WORK TO COMPLETE: In the article below on California preschools, which ZIP code had more eligible children left out of public preschool programs than anywhere else in the state?

--- STUDY TEXT Enclosed Below ---

California's poorest kids being left out of preschools

LOS ANGELES -- Darlene Bahena flounced around her dusty backyard in a sleeveless blue princess dress on a recent weekday morning, twirling among her three older sisters as she belted the "Frozen II" power ballad "Into the Unknown" into her new karaoke machine.

The dress and the toy were presents for her fourth birthday -- a milestone for any child, but a pivotal one for children like Darlene who are growing up in poverty.

For decades, experts have understood 4 as an academic fault line, the year that cleaves wealthy and even middle-class children from their poor and working-class peers. Yet amid the pandemic, public preschools such as Darlene's have struggled to reopen, despite being classed as essential. When they do open -- probably weeks or months after most private preschools -- as many as two-thirds of classroom spots for 4-year-olds could be gone.

"Before the pandemic, Black and Latino children already had a lack of access to preschool, particularly high-quality preschool," said Elisha Smith-Arrillaga, executive director of the Education Trust--West and an expert on California's educational landscape.

"The pandemic is exacerbating that inequity. We could create a huge chasm."

Last year alone, the state and federal governments poured close to $4 billion into California's public preschool programs, yet studies show tens of thousands of eligible children were still being left out. Among those, close to a third lived in LA County. More lived in Darlene's ZIP Code -- 90011 -- than anywhere else in the state.

"That is a very high-need area -- families who qualify for the program must be under the federal poverty line, and the federal income guidelines are a lot less than the state," said Sonia Guerrero, who runs Head Start programs for the Mexican American Opportunity Foundation, a large local provider. "A good 75% are Spanish-speaking only, a lot of them are single parents. We have a lot of families who are getting depressed and stressed out."

--- End of Enclosed STUDY TEXT ---
--- ENTRIES PROVIDED Enclosed Below ---

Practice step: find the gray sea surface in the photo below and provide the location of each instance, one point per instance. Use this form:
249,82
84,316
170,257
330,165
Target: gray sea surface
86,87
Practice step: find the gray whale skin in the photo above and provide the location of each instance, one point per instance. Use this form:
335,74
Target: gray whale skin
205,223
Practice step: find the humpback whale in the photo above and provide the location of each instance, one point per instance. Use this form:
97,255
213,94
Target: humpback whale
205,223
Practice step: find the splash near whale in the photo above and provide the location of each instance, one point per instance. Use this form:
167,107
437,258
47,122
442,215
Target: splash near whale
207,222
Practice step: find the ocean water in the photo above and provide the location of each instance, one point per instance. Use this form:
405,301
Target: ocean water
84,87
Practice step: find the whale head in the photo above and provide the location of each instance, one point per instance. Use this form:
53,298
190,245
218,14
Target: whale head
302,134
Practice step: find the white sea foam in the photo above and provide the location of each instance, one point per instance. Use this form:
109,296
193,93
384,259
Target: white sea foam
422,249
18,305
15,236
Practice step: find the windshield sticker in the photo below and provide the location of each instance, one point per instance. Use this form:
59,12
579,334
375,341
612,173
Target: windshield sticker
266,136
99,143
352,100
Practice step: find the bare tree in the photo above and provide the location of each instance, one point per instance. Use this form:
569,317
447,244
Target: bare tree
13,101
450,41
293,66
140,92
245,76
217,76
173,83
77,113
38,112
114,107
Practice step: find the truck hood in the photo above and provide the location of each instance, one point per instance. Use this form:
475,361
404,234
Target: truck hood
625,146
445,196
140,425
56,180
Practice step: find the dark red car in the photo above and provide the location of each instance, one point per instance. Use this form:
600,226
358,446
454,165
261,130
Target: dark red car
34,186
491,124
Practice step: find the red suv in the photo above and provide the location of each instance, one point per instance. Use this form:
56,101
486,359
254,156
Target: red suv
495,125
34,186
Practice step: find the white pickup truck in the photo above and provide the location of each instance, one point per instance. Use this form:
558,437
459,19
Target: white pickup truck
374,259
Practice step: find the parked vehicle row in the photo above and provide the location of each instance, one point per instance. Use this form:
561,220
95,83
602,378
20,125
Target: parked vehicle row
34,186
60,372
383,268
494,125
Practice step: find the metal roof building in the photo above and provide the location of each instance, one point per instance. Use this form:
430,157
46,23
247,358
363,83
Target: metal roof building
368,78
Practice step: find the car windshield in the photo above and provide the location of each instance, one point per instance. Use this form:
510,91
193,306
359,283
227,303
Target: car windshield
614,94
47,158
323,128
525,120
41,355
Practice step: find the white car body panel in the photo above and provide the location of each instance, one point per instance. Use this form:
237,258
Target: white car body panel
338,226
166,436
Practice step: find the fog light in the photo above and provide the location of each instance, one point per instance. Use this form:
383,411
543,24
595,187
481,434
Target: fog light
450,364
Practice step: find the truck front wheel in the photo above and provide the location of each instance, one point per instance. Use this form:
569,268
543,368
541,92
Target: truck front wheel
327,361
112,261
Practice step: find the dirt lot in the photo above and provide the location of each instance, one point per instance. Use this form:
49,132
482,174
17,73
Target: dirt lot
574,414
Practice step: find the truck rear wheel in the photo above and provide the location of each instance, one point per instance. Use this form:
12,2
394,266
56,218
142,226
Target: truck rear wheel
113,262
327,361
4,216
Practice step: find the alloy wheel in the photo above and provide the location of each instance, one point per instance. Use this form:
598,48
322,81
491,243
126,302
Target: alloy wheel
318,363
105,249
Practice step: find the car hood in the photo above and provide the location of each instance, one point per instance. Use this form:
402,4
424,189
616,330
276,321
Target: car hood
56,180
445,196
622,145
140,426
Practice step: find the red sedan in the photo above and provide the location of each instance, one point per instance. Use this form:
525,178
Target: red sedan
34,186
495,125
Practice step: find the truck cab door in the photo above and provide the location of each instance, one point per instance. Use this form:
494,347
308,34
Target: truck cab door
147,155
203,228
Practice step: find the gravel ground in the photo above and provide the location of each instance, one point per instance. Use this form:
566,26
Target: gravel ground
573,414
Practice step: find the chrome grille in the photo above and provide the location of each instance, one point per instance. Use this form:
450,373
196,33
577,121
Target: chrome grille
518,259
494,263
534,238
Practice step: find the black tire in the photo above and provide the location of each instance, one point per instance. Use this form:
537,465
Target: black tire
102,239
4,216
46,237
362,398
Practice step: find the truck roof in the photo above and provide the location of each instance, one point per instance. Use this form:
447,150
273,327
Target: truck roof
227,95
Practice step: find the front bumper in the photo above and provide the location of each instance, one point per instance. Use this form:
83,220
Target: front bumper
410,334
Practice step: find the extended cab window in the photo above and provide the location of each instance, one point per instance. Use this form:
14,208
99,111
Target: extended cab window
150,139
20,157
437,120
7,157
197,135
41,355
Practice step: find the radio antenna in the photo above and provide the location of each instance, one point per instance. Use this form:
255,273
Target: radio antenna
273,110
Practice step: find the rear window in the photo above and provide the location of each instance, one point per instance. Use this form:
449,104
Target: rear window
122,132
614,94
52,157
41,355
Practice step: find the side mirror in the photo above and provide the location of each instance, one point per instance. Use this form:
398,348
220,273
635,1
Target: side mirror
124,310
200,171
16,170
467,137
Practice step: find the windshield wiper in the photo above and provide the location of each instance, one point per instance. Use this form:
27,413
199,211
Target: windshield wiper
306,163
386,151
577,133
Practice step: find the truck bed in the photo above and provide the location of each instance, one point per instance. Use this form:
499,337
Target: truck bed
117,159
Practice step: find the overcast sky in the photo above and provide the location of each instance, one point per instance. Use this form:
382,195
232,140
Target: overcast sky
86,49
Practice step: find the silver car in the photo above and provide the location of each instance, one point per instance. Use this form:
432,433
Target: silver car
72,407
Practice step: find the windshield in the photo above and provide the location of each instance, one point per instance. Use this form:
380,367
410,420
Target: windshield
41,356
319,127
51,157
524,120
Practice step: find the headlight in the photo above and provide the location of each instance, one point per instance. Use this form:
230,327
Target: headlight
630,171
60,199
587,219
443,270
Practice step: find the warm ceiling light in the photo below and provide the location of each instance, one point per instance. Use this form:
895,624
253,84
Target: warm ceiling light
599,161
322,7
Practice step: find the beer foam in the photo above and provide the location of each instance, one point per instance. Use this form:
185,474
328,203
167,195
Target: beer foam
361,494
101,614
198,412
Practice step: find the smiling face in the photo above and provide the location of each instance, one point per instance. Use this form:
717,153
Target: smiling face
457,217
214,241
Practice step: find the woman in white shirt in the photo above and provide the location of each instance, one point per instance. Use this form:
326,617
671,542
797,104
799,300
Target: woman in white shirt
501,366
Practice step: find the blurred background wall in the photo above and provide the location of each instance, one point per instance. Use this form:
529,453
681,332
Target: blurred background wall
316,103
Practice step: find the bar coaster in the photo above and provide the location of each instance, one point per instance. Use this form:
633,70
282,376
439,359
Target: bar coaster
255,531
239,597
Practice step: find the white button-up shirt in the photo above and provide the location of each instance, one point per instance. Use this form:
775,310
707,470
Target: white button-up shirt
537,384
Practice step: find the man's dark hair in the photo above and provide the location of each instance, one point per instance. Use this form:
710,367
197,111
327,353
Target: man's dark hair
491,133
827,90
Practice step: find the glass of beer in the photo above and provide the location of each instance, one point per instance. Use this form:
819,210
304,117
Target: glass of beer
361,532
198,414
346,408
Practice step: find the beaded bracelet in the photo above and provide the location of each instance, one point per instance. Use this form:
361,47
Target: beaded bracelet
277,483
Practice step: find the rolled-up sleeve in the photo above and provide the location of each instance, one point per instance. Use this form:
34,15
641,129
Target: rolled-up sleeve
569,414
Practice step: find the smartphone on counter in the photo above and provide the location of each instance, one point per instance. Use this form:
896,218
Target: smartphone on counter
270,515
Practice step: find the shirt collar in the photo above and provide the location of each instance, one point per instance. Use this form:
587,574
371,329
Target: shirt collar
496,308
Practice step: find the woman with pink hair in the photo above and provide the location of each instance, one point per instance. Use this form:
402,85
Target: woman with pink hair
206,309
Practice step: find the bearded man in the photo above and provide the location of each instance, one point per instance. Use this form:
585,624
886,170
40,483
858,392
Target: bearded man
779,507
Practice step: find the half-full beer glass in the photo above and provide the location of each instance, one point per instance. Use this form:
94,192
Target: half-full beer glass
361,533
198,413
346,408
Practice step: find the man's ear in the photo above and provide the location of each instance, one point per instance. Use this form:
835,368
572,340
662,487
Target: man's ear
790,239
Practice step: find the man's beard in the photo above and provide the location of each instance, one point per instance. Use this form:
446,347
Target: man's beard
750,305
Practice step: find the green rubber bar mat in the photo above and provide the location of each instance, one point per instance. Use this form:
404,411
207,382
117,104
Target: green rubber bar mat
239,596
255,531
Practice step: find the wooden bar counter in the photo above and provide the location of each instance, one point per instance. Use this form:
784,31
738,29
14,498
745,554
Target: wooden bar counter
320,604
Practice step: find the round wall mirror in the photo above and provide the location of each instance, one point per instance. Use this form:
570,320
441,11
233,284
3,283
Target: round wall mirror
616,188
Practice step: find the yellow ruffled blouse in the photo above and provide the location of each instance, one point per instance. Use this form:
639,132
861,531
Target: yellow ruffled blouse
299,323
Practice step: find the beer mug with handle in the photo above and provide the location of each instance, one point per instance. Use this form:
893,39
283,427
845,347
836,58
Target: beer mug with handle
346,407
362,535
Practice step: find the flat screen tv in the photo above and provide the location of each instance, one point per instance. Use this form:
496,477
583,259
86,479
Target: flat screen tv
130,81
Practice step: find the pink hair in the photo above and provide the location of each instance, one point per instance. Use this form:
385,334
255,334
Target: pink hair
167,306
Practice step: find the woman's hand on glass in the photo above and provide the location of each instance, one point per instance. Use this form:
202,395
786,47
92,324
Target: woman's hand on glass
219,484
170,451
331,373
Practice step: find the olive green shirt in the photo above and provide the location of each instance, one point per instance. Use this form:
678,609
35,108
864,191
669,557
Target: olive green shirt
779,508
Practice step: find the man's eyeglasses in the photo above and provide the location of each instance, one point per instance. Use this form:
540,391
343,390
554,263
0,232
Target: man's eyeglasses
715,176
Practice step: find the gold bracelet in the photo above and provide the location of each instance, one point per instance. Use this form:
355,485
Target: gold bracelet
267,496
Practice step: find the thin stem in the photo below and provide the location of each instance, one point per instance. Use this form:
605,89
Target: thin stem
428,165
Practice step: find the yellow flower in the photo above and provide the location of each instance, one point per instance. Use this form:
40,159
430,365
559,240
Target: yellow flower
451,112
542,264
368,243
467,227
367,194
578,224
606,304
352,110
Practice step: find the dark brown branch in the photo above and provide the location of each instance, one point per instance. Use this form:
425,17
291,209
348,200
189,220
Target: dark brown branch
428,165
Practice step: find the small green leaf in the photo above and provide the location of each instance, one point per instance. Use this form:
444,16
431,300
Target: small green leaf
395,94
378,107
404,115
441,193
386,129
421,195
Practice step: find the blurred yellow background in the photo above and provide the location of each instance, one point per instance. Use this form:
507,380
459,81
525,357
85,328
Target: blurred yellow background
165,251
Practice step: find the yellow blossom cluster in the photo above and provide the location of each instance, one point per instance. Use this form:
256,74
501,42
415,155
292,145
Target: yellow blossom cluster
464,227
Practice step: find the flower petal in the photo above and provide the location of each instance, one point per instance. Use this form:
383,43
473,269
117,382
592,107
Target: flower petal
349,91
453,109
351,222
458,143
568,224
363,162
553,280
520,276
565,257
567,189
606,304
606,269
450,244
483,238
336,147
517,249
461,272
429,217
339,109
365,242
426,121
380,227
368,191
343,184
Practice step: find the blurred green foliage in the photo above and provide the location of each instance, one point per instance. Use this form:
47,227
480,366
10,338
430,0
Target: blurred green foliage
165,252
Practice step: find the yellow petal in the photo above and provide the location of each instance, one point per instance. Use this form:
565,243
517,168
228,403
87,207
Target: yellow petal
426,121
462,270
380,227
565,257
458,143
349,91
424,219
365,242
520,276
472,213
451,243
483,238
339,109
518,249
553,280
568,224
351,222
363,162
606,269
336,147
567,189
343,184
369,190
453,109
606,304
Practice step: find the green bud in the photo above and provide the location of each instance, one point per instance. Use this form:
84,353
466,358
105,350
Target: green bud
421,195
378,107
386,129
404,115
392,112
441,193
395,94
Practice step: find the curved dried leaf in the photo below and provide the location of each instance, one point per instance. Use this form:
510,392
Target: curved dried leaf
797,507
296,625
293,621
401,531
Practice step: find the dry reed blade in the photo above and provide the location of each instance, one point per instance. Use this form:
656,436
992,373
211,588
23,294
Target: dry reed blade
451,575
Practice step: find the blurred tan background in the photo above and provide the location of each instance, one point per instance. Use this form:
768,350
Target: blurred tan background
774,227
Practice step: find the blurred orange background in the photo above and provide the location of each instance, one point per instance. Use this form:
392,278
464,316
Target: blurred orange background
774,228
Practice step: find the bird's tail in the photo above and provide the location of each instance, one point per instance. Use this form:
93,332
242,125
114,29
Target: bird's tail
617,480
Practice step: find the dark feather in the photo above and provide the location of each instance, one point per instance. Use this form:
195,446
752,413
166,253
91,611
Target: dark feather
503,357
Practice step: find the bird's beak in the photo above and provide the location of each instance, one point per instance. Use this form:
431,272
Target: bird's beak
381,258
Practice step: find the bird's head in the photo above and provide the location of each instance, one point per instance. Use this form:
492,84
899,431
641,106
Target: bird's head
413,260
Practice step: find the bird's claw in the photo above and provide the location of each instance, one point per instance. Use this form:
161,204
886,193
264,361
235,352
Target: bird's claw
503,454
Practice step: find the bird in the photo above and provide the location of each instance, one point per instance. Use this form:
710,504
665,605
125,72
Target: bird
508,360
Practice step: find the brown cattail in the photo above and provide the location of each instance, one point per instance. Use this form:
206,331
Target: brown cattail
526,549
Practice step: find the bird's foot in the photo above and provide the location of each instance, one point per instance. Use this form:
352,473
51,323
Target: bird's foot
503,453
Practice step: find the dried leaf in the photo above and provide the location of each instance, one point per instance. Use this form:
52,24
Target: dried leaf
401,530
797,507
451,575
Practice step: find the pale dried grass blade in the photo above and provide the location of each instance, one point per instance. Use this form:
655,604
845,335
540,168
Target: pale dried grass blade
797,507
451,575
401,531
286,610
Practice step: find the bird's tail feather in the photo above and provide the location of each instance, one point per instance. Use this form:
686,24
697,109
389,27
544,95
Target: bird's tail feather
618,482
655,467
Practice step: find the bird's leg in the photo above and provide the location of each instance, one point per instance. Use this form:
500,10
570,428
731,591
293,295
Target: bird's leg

--- End of Enclosed ENTRIES PROVIDED ---

RESPONSE TO THIS TASK: 90011